* _EXERCISE DESCRIPTION_:
Pictures stay out of your copy, but everything else in the records below must be repeated exactly.

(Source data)
------------------------------------------------------------

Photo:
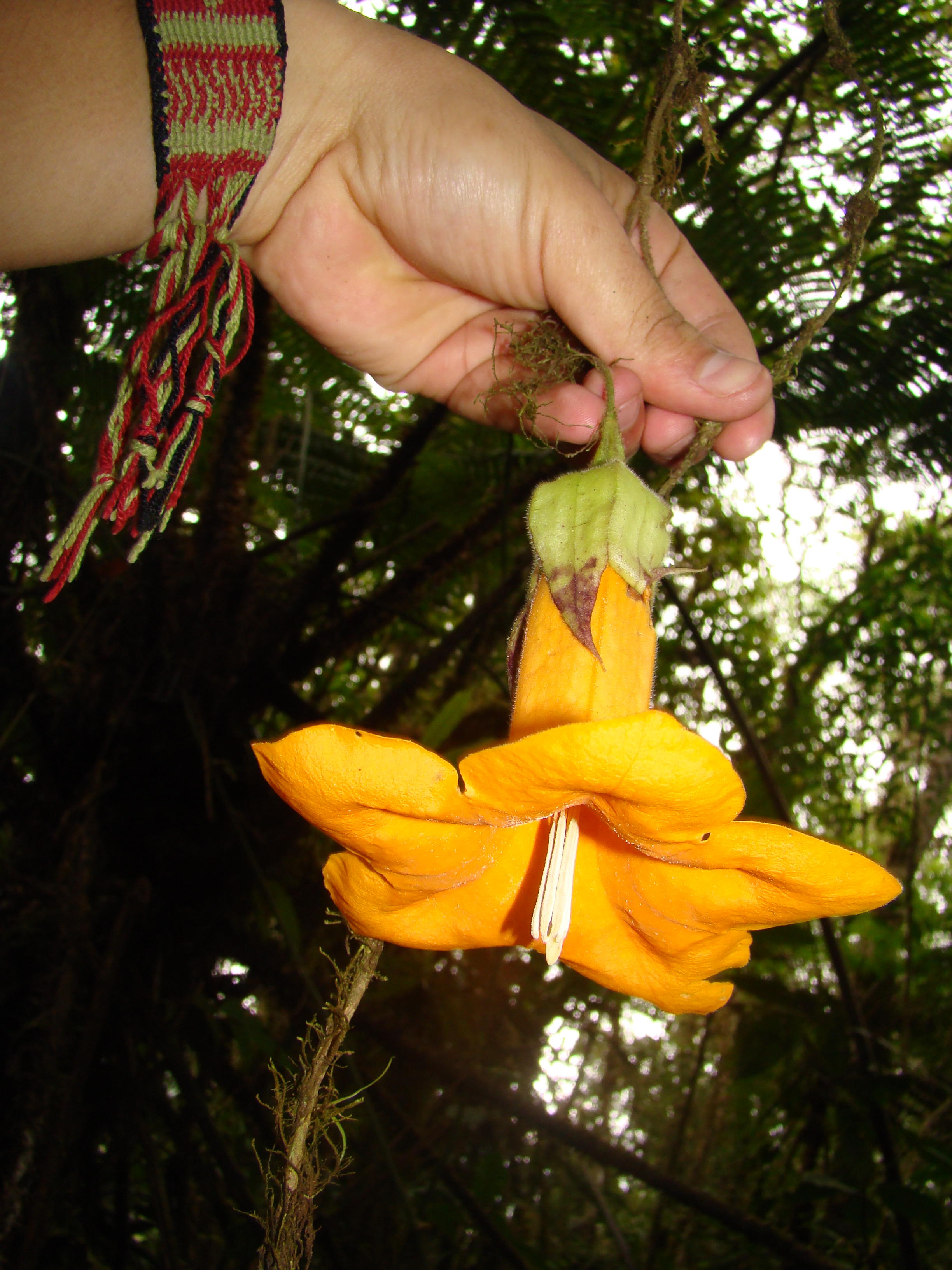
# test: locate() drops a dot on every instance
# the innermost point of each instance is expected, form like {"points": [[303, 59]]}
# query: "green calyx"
{"points": [[584, 521]]}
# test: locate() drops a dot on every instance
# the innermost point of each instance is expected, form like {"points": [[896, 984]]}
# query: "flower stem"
{"points": [[611, 447]]}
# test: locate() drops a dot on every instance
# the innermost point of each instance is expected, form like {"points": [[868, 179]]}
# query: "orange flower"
{"points": [[602, 833]]}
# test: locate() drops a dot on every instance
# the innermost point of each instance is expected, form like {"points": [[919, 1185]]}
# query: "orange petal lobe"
{"points": [[391, 802], [490, 910], [757, 874], [620, 942], [648, 776]]}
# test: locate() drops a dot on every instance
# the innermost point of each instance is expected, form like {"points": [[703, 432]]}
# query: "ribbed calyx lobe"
{"points": [[583, 523]]}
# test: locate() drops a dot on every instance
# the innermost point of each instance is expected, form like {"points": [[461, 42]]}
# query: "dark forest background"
{"points": [[342, 553]]}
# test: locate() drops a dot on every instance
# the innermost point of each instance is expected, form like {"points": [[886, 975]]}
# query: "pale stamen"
{"points": [[554, 906]]}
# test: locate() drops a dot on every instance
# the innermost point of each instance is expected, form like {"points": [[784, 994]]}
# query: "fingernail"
{"points": [[723, 374]]}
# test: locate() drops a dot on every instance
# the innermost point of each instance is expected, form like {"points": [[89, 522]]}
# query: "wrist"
{"points": [[326, 72]]}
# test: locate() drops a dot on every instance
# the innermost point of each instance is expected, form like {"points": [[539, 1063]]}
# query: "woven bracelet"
{"points": [[216, 70]]}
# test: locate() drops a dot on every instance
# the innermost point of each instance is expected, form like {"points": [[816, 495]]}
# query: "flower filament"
{"points": [[554, 906]]}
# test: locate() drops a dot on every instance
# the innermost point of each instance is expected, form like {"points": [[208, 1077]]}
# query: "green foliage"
{"points": [[351, 556]]}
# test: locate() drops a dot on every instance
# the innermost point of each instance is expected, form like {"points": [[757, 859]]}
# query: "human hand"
{"points": [[410, 205]]}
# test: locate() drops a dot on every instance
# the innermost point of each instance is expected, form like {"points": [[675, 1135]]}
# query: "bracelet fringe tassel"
{"points": [[217, 75]]}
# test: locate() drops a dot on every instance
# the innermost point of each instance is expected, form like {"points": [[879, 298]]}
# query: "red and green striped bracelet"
{"points": [[216, 70]]}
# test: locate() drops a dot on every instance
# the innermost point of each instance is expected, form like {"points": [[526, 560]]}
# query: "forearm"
{"points": [[77, 135]]}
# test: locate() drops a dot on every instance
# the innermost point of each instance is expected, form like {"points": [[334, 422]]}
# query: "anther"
{"points": [[554, 906]]}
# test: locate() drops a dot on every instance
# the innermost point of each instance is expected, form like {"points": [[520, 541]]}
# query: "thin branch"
{"points": [[860, 212], [814, 50], [306, 1112], [458, 1189], [588, 1144], [860, 1034]]}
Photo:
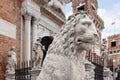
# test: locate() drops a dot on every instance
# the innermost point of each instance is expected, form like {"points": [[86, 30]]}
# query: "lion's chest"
{"points": [[78, 71]]}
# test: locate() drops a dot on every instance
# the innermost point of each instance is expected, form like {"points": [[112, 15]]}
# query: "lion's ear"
{"points": [[72, 34]]}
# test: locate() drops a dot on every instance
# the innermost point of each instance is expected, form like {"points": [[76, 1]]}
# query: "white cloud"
{"points": [[109, 17]]}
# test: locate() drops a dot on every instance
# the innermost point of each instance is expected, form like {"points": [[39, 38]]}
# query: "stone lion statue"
{"points": [[66, 55]]}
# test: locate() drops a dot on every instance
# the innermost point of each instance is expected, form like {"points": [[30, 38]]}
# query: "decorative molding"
{"points": [[7, 29], [31, 8]]}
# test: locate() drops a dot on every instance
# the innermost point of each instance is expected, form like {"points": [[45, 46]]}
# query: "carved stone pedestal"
{"points": [[89, 68], [9, 76], [34, 73], [107, 74]]}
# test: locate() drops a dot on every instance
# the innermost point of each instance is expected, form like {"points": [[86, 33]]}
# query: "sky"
{"points": [[109, 11]]}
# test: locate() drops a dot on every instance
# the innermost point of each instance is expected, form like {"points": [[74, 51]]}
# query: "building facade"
{"points": [[22, 22]]}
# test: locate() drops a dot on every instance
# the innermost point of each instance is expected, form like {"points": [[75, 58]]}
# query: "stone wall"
{"points": [[9, 15]]}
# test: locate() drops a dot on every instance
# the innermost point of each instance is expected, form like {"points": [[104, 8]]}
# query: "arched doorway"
{"points": [[46, 41]]}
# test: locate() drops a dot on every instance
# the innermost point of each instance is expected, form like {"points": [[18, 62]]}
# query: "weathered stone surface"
{"points": [[9, 76], [107, 74], [89, 68], [37, 54], [65, 58], [11, 61], [34, 73]]}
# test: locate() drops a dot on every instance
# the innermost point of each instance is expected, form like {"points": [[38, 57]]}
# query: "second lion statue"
{"points": [[66, 55]]}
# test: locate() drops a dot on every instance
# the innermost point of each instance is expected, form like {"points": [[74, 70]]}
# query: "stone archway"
{"points": [[46, 41]]}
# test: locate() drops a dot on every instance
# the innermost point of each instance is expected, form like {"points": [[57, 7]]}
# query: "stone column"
{"points": [[89, 68], [35, 73], [9, 76], [27, 37], [34, 31], [107, 74]]}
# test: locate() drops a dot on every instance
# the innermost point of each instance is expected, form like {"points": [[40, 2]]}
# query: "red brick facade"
{"points": [[10, 12]]}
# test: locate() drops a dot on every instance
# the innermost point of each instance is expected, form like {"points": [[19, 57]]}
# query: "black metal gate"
{"points": [[22, 71], [98, 72]]}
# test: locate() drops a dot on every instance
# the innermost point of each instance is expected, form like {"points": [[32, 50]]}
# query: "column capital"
{"points": [[35, 21], [27, 17]]}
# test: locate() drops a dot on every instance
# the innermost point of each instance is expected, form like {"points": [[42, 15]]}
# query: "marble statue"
{"points": [[37, 54], [11, 61], [104, 51], [57, 4], [66, 55]]}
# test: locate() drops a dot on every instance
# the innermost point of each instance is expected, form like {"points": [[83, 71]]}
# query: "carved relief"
{"points": [[57, 4], [66, 55]]}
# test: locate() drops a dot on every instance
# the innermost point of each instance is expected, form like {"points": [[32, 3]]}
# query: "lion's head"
{"points": [[76, 35]]}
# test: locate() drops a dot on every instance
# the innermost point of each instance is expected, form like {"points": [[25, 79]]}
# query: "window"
{"points": [[113, 44]]}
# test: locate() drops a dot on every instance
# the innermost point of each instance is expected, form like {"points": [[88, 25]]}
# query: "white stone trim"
{"points": [[7, 29], [31, 8]]}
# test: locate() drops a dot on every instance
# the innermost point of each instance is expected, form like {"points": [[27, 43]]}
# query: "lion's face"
{"points": [[85, 33]]}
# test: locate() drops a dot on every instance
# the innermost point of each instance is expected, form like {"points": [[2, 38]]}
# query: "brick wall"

------------------------------------------------------------

* _RESULT_:
Photo:
# test: locate() drops a dot on every instance
# the innermost point of each instance is expected, form like {"points": [[303, 59]]}
# query: "green calyx"
{"points": [[584, 521]]}
# test: locate() drops a dot on every instance
# the innermost point of each instance is expected, form like {"points": [[896, 984]]}
# query: "flower stem"
{"points": [[611, 447]]}
# test: locate() drops a dot on every instance
# the innermost point of each instance is expected, form like {"points": [[868, 179]]}
# query: "orange flower"
{"points": [[602, 833]]}
# test: locate() drops a dot on every instance
# the innermost point of each instance is expected, form like {"points": [[919, 1185]]}
# query: "orange petal lobe"
{"points": [[391, 802], [490, 910], [757, 874], [620, 942], [648, 776]]}
# test: locate() drops a dot on every instance
# the innermost point of each instance is expected, form like {"points": [[703, 432]]}
# query: "ribbed calyx lobe"
{"points": [[583, 523]]}
# test: locate() drops a dot on every instance
# the innermost point of each instance is expected, form like {"points": [[461, 42]]}
# query: "dark forest background"
{"points": [[342, 553]]}
# test: locate() drops a dot on every instance
# the innermost point of each instance is expected, form like {"points": [[886, 975]]}
# query: "pale stamen"
{"points": [[554, 906]]}
# test: locate() drops a dot on every instance
# the innermost point of each instance is expected, form like {"points": [[784, 994]]}
# query: "fingernail"
{"points": [[723, 374]]}
# test: locate() drops a dot on every instance
# the innermost point of each instance is expected, form like {"points": [[89, 522]]}
# query: "wrist"
{"points": [[326, 72]]}
# test: locate() drops a dot on every instance
# the innermost point of each instance is expected, form like {"points": [[539, 1063]]}
# query: "woven bracelet"
{"points": [[216, 70]]}
# test: locate() drops a dot on every instance
# the innermost point of each instance is expected, form like {"points": [[816, 495]]}
# query: "flower filament"
{"points": [[554, 906]]}
# test: locate() drops a dot on every instance
# the innermost point of each instance is expected, form like {"points": [[208, 1077]]}
# query: "green foliage"
{"points": [[351, 556]]}
# test: locate() drops a dot on every instance
# the innermost point of each instance is expected, form like {"points": [[757, 859]]}
# query: "human hand"
{"points": [[410, 205]]}
# test: locate() drops a dot on every instance
# the innermost point of each instance is expected, form like {"points": [[675, 1135]]}
# query: "bracelet fringe tassel"
{"points": [[217, 75]]}
# test: locate() drops a dot on every instance
# the innermost point of each instance is expected, form like {"points": [[879, 298]]}
# query: "red and green striped bracelet"
{"points": [[216, 70]]}
# test: locate() drops a dot on every instance
# the innermost point of each instance is expected, form like {"points": [[526, 560]]}
# query: "forearm"
{"points": [[77, 135]]}
# test: locate() drops a dot on every instance
# the innermost point of each instance is expected, form like {"points": [[334, 422]]}
# query: "anther"
{"points": [[554, 906]]}
# test: locate() drops a dot on every instance
# the innermost point of each instance is expected, form like {"points": [[520, 541]]}
# query: "thin branch"
{"points": [[860, 212], [814, 50], [306, 1112], [458, 1189], [588, 1144], [860, 1034]]}
Photo:
# test: locate() drops a dot on every instance
# the innermost point of each instance is expected, form like {"points": [[86, 30]]}
# query: "lion's chest"
{"points": [[78, 71]]}
# test: locate() drops a dot on every instance
# the innermost point of each instance is expected, form like {"points": [[112, 15]]}
# query: "lion's ear"
{"points": [[72, 34]]}
# test: locate() drops a dot on every instance
# the innermost point of each instance is expected, form like {"points": [[76, 1]]}
# query: "white cloud"
{"points": [[109, 17]]}
# test: locate() drops a dot on every instance
# the innermost point of each instance is expected, form like {"points": [[39, 38]]}
# query: "stone lion statue"
{"points": [[66, 55]]}
# test: locate() drops a dot on every instance
# the innermost point of each instance is expected, form like {"points": [[30, 38]]}
# query: "decorative molding"
{"points": [[7, 29], [31, 8]]}
# test: locate() drops a dot on every instance
# the innermost point of each instance is expected, form like {"points": [[45, 46]]}
# query: "carved stone pedestal"
{"points": [[89, 68], [9, 76], [34, 73], [107, 74]]}
# test: locate() drops a dot on every instance
# the innermost point of each instance is expected, form like {"points": [[86, 33]]}
# query: "sky"
{"points": [[109, 11]]}
# test: locate() drops a dot on every instance
# the innermost point of each instance is expected, form like {"points": [[74, 51]]}
# query: "building facade"
{"points": [[22, 22]]}
# test: locate() drops a dot on every instance
# the innermost point of each instance is expected, form like {"points": [[75, 58]]}
# query: "stone wall"
{"points": [[9, 15]]}
# test: locate() drops a dot on every instance
# the innermost point of each instance is expected, form like {"points": [[104, 8]]}
# query: "arched doorway"
{"points": [[46, 41]]}
# test: locate() drops a dot on every instance
# the innermost point of each instance is expected, form like {"points": [[18, 62]]}
# query: "weathered stone surface"
{"points": [[9, 76], [107, 74], [89, 68], [37, 54], [65, 58], [11, 61], [34, 73]]}
# test: locate() drops a dot on every instance
# the innermost point of each instance is expected, form like {"points": [[38, 57]]}
# query: "second lion statue"
{"points": [[66, 55]]}
# test: locate() drops a dot on every instance
# the innermost point of each instance is expected, form like {"points": [[74, 70]]}
# query: "stone archway"
{"points": [[46, 41]]}
# test: locate() drops a dot on every instance
# the innermost point of each instance is expected, form like {"points": [[57, 7]]}
# query: "stone column"
{"points": [[89, 68], [35, 73], [9, 76], [27, 37], [34, 31], [107, 74]]}
# test: locate() drops a dot on every instance
# the innermost point of each instance is expected, form like {"points": [[40, 2]]}
# query: "red brick facade"
{"points": [[10, 12]]}
# test: locate() drops a dot on every instance
# the innermost point of each instance is expected, form like {"points": [[19, 57]]}
# query: "black metal gate"
{"points": [[22, 71], [98, 72]]}
# test: locate() drops a dot on every instance
# the innermost point of each instance is expected, form like {"points": [[32, 50]]}
# query: "column capital"
{"points": [[35, 21], [27, 17]]}
# test: locate() drops a dot on every instance
# the innermost point of each instance is expected, form like {"points": [[42, 15]]}
# query: "marble statue"
{"points": [[37, 54], [11, 61], [104, 51], [57, 4], [66, 55]]}
# test: locate() drops a dot on every instance
# the innermost point of each instance is expected, form like {"points": [[83, 71]]}
# query: "carved relief"
{"points": [[57, 4], [66, 55]]}
# test: locate() drops a dot on every instance
# the innermost point of each instance is expected, form like {"points": [[32, 3]]}
# query: "lion's head"
{"points": [[76, 35]]}
# test: locate() drops a dot on every instance
# the innermost point of each instance is expected, form like {"points": [[25, 79]]}
# query: "window"
{"points": [[113, 44]]}
# test: locate() drops a dot on every instance
# the innermost point of each instance is expected, form like {"points": [[88, 25]]}
# query: "white stone trim"
{"points": [[7, 29], [31, 8]]}
# test: locate() drops a dot on every instance
# the innermost point of each instance is expected, form like {"points": [[27, 43]]}
# query: "lion's face"
{"points": [[85, 33]]}
# test: locate() drops a dot on every instance
# the innermost point of each instance is expected, form like {"points": [[2, 38]]}
# query: "brick wall"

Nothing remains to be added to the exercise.